In use and with continued reference to FIGS. 1-4, layer 34 is applied to the exterior surface 36 of the turbine engine component 20 using either the deposition system 10 or the deposition system 10 a. To that end, the turbine engine component 20 is introduced into the reaction chamber 12 and a suitable amount of the source material 32 is placed into crucible 30 inside the reaction chamber 12.
The amount of source material 32 to be placed in the crucible 30 either inside the container 50 or inside the reaction chamber 12 is based upon the surface area of the exterior surface 36 of the turbine engine component 20. Various techniques may be used to determine surface area. The surface area of an object with a regular geometrical shape may be determined mathematically. Surface area may be determined from dimensions on engineering drawings or by analyzing CAD files. Surface area may be determined by applying squares of tape of a given area and mass in a single-thickness layer to cover the exterior surface 36, removing all of the tape and determining the mass, dividing the total mass by mass per square to obtain the number of squares, and multiplying this result by the area per square.

·····

:: Aim 1 ::
According to the turbine coating excerpt, what determines the amount of source material placed in the crucible?

:: Input data ::
·····

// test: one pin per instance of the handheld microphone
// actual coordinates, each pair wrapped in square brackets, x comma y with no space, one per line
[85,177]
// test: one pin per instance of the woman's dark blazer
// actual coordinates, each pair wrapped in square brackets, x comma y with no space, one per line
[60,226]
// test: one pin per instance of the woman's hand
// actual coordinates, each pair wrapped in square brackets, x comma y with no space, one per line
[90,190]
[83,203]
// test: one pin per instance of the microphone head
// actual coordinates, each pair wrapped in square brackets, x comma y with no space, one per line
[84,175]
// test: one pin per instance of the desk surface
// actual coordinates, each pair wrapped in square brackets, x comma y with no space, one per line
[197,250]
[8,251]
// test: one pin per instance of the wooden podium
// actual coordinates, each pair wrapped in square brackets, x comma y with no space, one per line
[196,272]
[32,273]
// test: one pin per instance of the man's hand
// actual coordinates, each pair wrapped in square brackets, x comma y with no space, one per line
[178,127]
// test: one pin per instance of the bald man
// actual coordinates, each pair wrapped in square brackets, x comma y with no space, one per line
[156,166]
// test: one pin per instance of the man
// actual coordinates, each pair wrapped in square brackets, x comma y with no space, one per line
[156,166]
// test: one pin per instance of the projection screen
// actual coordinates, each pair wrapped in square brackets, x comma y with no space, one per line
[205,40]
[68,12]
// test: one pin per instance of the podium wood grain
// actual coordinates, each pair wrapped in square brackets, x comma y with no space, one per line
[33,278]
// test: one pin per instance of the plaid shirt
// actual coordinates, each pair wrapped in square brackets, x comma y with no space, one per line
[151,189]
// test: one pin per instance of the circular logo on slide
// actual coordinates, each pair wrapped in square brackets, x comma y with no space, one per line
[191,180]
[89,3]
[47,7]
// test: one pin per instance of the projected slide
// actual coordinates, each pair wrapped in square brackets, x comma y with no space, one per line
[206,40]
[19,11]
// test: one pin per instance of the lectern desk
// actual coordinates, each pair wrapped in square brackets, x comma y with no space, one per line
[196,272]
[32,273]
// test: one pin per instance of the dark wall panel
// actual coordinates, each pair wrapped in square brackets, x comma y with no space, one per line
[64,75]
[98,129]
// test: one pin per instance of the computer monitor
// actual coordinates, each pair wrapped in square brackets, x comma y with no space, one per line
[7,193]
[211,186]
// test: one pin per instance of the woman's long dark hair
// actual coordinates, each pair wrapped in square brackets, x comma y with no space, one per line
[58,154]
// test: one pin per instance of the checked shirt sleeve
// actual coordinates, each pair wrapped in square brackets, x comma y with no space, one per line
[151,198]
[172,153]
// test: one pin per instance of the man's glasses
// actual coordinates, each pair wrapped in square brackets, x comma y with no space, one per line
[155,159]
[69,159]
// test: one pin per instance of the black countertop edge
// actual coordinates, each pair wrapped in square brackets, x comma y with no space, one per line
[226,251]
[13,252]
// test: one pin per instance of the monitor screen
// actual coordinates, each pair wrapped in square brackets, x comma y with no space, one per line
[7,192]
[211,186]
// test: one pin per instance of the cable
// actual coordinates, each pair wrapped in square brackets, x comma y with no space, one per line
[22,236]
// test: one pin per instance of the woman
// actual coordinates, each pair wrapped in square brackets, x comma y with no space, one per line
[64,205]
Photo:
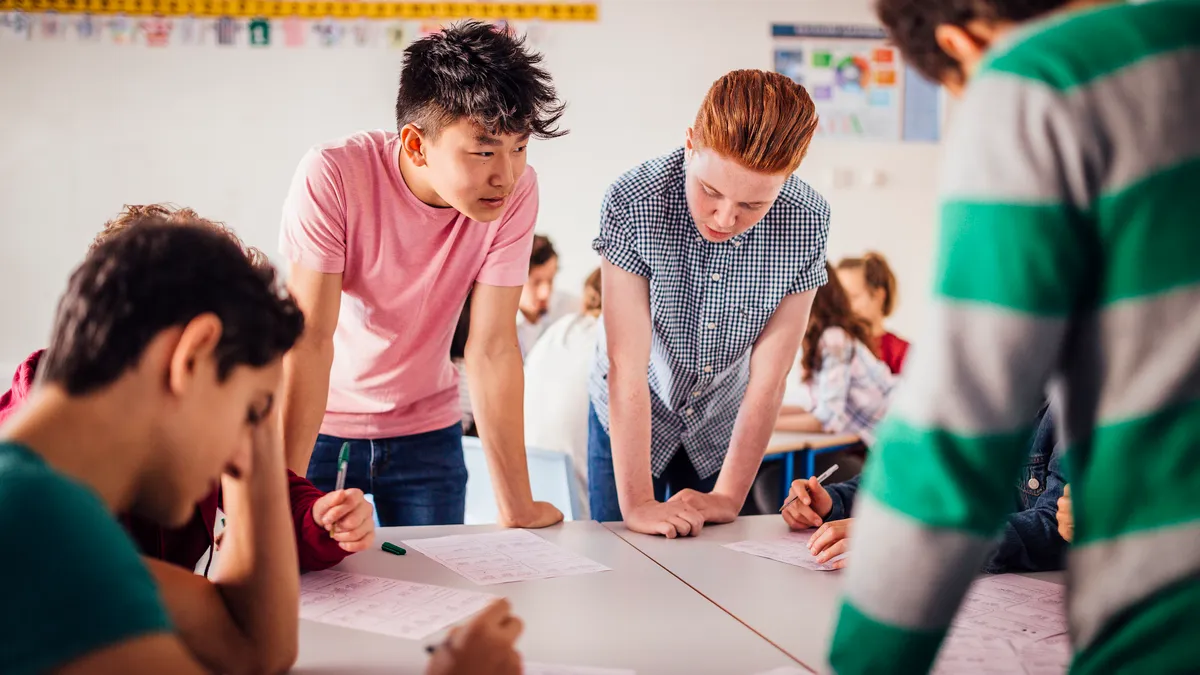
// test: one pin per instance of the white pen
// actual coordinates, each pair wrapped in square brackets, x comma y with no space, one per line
[821,479]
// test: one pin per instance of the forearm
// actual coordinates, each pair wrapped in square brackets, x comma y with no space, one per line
[497,393]
[305,395]
[257,574]
[629,422]
[751,434]
[799,422]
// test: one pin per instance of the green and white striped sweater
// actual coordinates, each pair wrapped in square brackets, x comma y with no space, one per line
[1069,258]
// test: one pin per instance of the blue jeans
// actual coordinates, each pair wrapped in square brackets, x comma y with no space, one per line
[419,479]
[679,475]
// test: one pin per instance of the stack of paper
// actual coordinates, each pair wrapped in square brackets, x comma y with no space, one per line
[791,548]
[502,557]
[1008,625]
[385,605]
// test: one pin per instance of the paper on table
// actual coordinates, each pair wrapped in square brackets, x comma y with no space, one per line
[401,609]
[1008,623]
[502,557]
[791,548]
[551,669]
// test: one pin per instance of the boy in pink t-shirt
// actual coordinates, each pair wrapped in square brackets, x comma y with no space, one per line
[387,233]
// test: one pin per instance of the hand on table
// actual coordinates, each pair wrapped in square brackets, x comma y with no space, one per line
[348,518]
[1066,519]
[714,506]
[671,519]
[831,541]
[810,503]
[543,514]
[485,645]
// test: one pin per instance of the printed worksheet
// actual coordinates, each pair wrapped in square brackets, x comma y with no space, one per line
[791,548]
[550,669]
[503,557]
[401,609]
[1008,625]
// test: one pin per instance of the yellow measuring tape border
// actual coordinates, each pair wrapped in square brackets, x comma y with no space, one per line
[280,9]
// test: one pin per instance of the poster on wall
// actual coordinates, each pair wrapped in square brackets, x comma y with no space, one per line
[858,82]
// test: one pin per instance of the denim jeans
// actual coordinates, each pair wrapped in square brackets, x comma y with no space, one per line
[419,479]
[679,475]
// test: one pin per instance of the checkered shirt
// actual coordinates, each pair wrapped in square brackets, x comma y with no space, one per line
[709,302]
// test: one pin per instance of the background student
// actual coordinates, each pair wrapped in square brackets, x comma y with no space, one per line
[871,288]
[850,387]
[385,234]
[712,255]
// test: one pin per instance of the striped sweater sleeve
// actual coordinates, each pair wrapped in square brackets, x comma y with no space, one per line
[1011,264]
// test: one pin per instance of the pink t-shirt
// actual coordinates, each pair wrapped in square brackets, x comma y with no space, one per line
[406,272]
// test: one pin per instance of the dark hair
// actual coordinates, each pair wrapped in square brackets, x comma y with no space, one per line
[831,309]
[471,70]
[911,25]
[135,214]
[156,275]
[543,251]
[461,330]
[877,275]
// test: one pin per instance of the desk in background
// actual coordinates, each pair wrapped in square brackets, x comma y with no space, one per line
[637,616]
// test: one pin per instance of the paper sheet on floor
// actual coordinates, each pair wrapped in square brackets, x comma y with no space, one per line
[401,609]
[502,557]
[551,669]
[791,548]
[1008,625]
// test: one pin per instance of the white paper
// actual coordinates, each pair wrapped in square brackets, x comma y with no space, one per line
[551,669]
[502,557]
[791,548]
[401,609]
[1008,625]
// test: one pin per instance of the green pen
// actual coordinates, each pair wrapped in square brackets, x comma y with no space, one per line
[343,461]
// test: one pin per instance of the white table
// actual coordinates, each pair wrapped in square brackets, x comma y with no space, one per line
[792,608]
[637,616]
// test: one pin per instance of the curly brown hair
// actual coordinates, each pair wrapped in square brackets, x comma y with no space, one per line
[171,214]
[831,309]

·····

:: Aim 2 ::
Extract every line of the entries that contains the string "jeans", matching case exactly.

:: Exercise solution 1 ::
The surface area of the exterior surface 36 of the turbine engine component 20.

:: Exercise solution 2 ::
// test: one pin per instance of the blue jeans
// test: one pin per instance of the denim jeans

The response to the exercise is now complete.